--- DOCUMENT SECTION ---
In data analysis, details matter
What does a limousine service have to do with brain science? Neuroscientist Bradley Voytek recently came to Microsoft's Mountain View campus to explain how data analysis can be applied to road networks and brain connections. He is a post-doc at UCSF as well as a data evangelist for chauffeur service startup Uber.
His "(Im)practical Data Analytics" talk started with a riddle: "How many people were born in Britain on Sept. 10, 1752?" He suggested how one might calculate the solution by looking at population statistics, trends and estimates. The answer is 0. The dates from 3rd to the 13th of September 1752 were skipped when the Gregorian calendar replaced the Julian calendar, so there was no Sept. 10 in 1752. Knowing the context for data analysis is critical to avoid making mistakes.
The brain fills in for missing information. To demonstrate, he played sound clips of a person talking. The first one was badly muffled by noise — like a very crackly phone connection. I could only pick out a couple of words at the end. On repeating the clip without the crackly noise, the words were clear. He then replayed the original clip. I could understand every word because the brain helps separate the voice from the noise.
Subscribers to Uber request a car with driver on their smartphones. Uber maps where cars are available and where people want rides. Brad explained how he spent the summer of 2011 helping Uber analyze its data. They used the data to reduce the time people wait for a ride. Eventually the waiting time became too short, sometimes only 90 seconds, and customers grew dissatisfied as they needed time to get ready. Brad discovered at Uber that CEOs like timely, practical results. He admonished anyone in an academic establishment to take a sabbatical and join a fast-paced startup.
For drivers to find passengers, latitude and longitude must map to the correct street address. Experimenting with 500 locations in Washington, D.C., he plotted charts that showed that Mapquest's map data was much less accurate than that from Apple, Google or Microsoft. Exploring further, he discovered that Mapquest had omitted the direction of a street. Omitting "NW" in "16th Street NW" was causing errors. Details in data collection matter.

Dataset excerpts
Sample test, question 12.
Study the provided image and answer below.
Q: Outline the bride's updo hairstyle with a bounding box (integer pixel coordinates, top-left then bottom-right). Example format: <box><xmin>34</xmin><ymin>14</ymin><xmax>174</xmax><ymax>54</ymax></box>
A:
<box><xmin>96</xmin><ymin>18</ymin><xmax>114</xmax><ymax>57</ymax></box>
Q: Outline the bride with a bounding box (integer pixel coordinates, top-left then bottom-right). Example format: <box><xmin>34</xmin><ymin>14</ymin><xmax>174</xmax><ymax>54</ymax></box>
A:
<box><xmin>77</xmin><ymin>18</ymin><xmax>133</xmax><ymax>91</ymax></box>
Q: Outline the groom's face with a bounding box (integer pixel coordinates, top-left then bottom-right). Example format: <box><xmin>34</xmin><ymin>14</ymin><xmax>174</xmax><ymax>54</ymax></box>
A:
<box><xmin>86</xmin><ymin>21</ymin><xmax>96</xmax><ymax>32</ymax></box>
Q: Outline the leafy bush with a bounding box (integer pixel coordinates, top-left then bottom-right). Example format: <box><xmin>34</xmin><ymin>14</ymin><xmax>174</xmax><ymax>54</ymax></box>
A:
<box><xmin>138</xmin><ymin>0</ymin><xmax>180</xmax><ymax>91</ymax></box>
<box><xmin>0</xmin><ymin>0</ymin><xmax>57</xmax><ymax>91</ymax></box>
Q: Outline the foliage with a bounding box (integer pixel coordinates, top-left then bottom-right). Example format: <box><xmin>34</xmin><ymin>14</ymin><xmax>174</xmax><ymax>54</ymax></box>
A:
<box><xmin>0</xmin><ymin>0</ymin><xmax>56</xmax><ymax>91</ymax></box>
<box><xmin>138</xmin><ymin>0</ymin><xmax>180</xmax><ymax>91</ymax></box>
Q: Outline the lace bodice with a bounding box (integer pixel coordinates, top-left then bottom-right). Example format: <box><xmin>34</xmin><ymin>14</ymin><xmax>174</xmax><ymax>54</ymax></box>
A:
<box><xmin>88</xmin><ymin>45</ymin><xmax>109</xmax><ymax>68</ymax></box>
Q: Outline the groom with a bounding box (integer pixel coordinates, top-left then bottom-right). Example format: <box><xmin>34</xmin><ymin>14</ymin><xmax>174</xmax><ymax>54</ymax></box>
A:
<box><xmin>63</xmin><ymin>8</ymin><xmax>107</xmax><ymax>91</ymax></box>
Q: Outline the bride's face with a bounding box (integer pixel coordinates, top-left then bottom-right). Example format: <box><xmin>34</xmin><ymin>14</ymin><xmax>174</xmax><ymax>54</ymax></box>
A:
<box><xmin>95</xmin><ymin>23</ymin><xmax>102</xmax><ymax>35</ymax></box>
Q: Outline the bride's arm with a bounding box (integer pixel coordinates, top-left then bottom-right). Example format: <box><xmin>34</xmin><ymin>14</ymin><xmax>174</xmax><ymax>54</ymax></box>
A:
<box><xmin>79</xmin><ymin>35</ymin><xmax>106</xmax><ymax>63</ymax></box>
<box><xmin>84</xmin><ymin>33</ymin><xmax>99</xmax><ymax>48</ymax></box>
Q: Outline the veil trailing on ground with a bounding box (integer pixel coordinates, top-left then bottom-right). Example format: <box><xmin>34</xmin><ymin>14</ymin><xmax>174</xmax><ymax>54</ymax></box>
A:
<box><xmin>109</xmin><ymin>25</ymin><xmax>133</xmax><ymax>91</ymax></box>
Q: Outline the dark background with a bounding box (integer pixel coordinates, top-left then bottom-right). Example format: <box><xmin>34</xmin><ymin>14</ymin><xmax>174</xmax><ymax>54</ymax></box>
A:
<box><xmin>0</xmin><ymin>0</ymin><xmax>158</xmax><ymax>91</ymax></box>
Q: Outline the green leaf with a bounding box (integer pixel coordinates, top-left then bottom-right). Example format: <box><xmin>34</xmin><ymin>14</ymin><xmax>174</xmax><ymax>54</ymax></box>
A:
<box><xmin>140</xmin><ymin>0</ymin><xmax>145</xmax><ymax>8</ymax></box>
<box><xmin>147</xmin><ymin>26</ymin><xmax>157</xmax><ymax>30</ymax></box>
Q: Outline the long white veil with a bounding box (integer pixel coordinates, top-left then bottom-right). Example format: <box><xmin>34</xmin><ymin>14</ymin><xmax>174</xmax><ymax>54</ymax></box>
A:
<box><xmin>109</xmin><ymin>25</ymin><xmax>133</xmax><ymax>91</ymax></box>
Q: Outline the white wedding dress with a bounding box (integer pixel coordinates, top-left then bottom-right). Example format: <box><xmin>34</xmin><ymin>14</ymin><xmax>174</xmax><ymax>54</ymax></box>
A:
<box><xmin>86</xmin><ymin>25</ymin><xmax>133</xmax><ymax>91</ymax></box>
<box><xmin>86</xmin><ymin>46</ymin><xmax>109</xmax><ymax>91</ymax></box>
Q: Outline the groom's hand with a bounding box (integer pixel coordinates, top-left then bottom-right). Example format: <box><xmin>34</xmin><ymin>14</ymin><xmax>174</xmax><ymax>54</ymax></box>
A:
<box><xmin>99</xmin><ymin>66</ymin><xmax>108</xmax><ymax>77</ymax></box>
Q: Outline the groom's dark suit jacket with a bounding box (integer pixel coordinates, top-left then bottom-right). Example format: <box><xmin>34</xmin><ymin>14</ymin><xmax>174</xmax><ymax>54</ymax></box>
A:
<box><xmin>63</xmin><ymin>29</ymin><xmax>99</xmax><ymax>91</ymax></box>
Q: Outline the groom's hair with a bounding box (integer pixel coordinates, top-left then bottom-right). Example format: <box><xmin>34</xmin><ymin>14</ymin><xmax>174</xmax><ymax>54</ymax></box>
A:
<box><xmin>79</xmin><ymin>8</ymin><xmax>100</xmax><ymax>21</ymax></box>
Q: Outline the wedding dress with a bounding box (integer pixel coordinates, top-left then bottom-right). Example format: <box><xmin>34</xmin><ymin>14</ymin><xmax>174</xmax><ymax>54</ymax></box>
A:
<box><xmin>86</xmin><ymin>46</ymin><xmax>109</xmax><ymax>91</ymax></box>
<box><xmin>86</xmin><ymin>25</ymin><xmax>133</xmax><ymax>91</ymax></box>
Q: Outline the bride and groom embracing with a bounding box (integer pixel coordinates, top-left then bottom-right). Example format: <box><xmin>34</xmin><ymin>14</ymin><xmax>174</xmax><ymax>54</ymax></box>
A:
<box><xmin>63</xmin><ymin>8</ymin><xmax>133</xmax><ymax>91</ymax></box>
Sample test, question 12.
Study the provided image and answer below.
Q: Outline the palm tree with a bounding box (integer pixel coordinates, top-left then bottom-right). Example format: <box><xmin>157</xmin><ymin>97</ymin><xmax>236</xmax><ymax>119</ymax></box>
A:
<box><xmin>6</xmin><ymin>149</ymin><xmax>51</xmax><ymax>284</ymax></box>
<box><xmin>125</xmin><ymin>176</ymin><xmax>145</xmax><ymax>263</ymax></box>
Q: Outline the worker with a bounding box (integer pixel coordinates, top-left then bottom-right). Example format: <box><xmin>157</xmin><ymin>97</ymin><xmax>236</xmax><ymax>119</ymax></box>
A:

--- LIST OF TASKS ---
- A) Do these statements agree with the article on data analysis? Answer yes or no for each, and quote the words from the article that decide it.
(i) Bradley Voytek is a post-doc at UCSF.
(ii) Uber customers were happiest once waiting times fell to about 90 seconds.
(iii) Mapquest's map data proved more accurate than Google's.
- B) Answer these questions from the article on data analysis:
(i) Which September 1752 dates were skipped when the Gregorian calendar replaced the Julian?
(ii) In what summer did Voytek help Uber analyze its data?
(iii) How many Washington, D.C., locations did he use in his mapping experiment?
- C) Continue the article on data analysis from the point where it stops.

--- ANSWER LIST ---
- A)
(i) Yes: "He is a post-doc at UCSF as well as a data evangelist for chauffeur service startup Uber."
(ii) No: "Eventually the waiting time became too short, sometimes only 90 seconds, and customers grew dissatisfied as they needed time to get ready."
(iii) No: "Mapquest's map data was much less accurate than that from Apple, Google or Microsoft."

- B)
(i) The 3rd to the 13th of September 1752.
(ii) The summer of 2011.
(iii) 500.

- C)
When Brad wanted to study academic papers in neuroscience he found far too many to read. So he created, with his wife Jessica, software to search for them online and see which words for drugs, diseases and brain regions occurred in the same paper. Plotting the connections between the words on a network gave new insights. You can check out the associations between brain-related terms on brainSCANr.com. It is useful for bridging the medical literature world with the neuroscience world. In the medical literature over 3000 papers associated serotonin with migraines. In the neuroscience literature, almost 5000 papers related serotonin and the striatum part of the brain. Only 16 papers mentioned both migraines and the striatum. So it suggests that there's a potential for more research in that area.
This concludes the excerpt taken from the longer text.